[Stated goal]:
Turn every line of the items below into a Markdown table with the columns Row and Text, giving each line a row number and skipping blank lines.

[The input]:
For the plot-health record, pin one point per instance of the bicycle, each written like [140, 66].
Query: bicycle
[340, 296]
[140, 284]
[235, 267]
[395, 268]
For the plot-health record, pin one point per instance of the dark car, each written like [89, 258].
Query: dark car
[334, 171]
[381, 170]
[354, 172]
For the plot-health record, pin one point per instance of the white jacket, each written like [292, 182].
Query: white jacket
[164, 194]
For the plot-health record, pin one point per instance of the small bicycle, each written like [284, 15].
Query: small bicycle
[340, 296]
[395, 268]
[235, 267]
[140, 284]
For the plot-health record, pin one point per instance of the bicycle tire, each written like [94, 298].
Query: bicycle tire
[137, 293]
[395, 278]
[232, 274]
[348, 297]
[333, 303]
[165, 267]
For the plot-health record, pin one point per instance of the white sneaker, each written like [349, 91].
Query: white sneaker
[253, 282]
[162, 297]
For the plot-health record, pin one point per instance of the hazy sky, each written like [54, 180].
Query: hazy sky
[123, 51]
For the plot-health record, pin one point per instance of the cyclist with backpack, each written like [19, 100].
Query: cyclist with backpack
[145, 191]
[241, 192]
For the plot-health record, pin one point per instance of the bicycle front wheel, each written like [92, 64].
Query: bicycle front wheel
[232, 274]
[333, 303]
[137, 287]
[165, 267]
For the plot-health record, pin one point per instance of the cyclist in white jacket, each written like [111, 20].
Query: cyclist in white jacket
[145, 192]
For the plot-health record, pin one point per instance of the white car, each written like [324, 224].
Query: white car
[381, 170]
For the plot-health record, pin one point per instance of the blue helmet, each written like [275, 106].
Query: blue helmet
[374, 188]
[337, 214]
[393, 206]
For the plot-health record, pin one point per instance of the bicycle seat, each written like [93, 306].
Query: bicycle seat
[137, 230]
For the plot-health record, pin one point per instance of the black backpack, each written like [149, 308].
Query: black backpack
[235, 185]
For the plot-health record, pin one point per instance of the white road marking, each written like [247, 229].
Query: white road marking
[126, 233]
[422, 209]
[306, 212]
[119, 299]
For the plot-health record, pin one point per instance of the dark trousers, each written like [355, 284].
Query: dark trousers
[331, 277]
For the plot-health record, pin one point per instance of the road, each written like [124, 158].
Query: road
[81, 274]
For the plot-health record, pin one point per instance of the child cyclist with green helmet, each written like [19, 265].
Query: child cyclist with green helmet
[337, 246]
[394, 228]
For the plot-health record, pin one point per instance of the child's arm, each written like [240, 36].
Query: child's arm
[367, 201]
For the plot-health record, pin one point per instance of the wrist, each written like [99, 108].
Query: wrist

[Solution]:
| Row | Text |
|---|---|
| 1 | For the plot-health record, pin one point per instance of the bicycle, each written like [140, 66]. |
| 2 | Query: bicycle |
| 3 | [340, 296] |
| 4 | [140, 284] |
| 5 | [235, 267] |
| 6 | [395, 268] |
| 7 | For the plot-health record, pin one point per instance of the dark car, each written like [89, 258]. |
| 8 | Query: dark car |
| 9 | [334, 171] |
| 10 | [381, 170] |
| 11 | [354, 172] |
| 12 | For the plot-health record, pin one point per instance of the white jacket, each written like [292, 182]. |
| 13 | Query: white jacket |
| 14 | [164, 194] |
| 15 | For the plot-health record, pin one point per instance of the small bicycle, each written like [284, 15]. |
| 16 | Query: small bicycle |
| 17 | [340, 296] |
| 18 | [395, 268] |
| 19 | [235, 267] |
| 20 | [140, 284] |
| 21 | For the plot-health record, pin one point per instance of the bicycle tire, each written like [94, 298]. |
| 22 | Query: bicycle tire |
| 23 | [137, 293] |
| 24 | [395, 278] |
| 25 | [232, 274] |
| 26 | [348, 297] |
| 27 | [333, 303] |
| 28 | [165, 267] |
| 29 | For the plot-health record, pin one point per instance of the white sneaker, each written like [349, 91]. |
| 30 | Query: white sneaker |
| 31 | [253, 282] |
| 32 | [162, 297] |
| 33 | For the plot-health record, pin one point per instance of the hazy sky, each written like [54, 180]. |
| 34 | Query: hazy sky |
| 35 | [123, 51] |
| 36 | For the plot-health record, pin one point per instance of the cyclist with backpack, each written like [19, 100]. |
| 37 | Query: cyclist with backpack |
| 38 | [145, 191] |
| 39 | [241, 192] |
| 40 | For the plot-health record, pin one point per instance of the bicycle front wheel, each written like [92, 64]. |
| 41 | Query: bicycle front wheel |
| 42 | [232, 274] |
| 43 | [333, 303] |
| 44 | [137, 287] |
| 45 | [165, 267] |
| 46 | For the plot-health record, pin one point per instance of the cyclist in white jacket, each written like [111, 20]. |
| 47 | Query: cyclist in white jacket |
| 48 | [145, 192] |
| 49 | For the plot-health record, pin one point per instance of the white car, each written like [324, 224]. |
| 50 | Query: white car |
| 51 | [381, 170] |
| 52 | For the plot-health record, pin one point per instance of the blue helmet, each written like [275, 106]. |
| 53 | Query: blue helmet |
| 54 | [374, 188] |
| 55 | [337, 214] |
| 56 | [393, 206] |
| 57 | For the plot-health record, pin one point per instance of the bicycle seat, each written like [93, 306]. |
| 58 | Query: bicycle seat |
| 59 | [137, 230] |
| 60 | For the plot-health record, pin one point per instance of the black backpack, each written like [149, 308]. |
| 61 | Query: black backpack |
| 62 | [235, 185] |
| 63 | For the plot-health record, pin one point per instance of the white road marking, each written like [247, 229]. |
| 64 | Query: white road marking |
| 65 | [126, 233] |
| 66 | [422, 209] |
| 67 | [306, 212] |
| 68 | [119, 299] |
| 69 | For the plot-health record, pin one point per instance of the dark trousers, each written like [355, 284]. |
| 70 | Query: dark trousers |
| 71 | [331, 277] |
| 72 | For the plot-health record, pin one point per instance of the road, each written like [124, 158]. |
| 73 | Query: road |
| 74 | [81, 274] |
| 75 | For the plot-health record, pin one point per instance of the child cyclist with green helmet, each written like [19, 265]. |
| 76 | Query: child cyclist with green helmet |
| 77 | [337, 246] |
| 78 | [394, 228] |
| 79 | For the plot-health record, pin one point per instance of the child's arm, each written like [240, 36]. |
| 80 | Query: child's arm |
| 81 | [367, 201] |
| 82 | For the plot-health record, pin one point per instance of the wrist, each written like [99, 108]. |
| 83 | Query: wrist |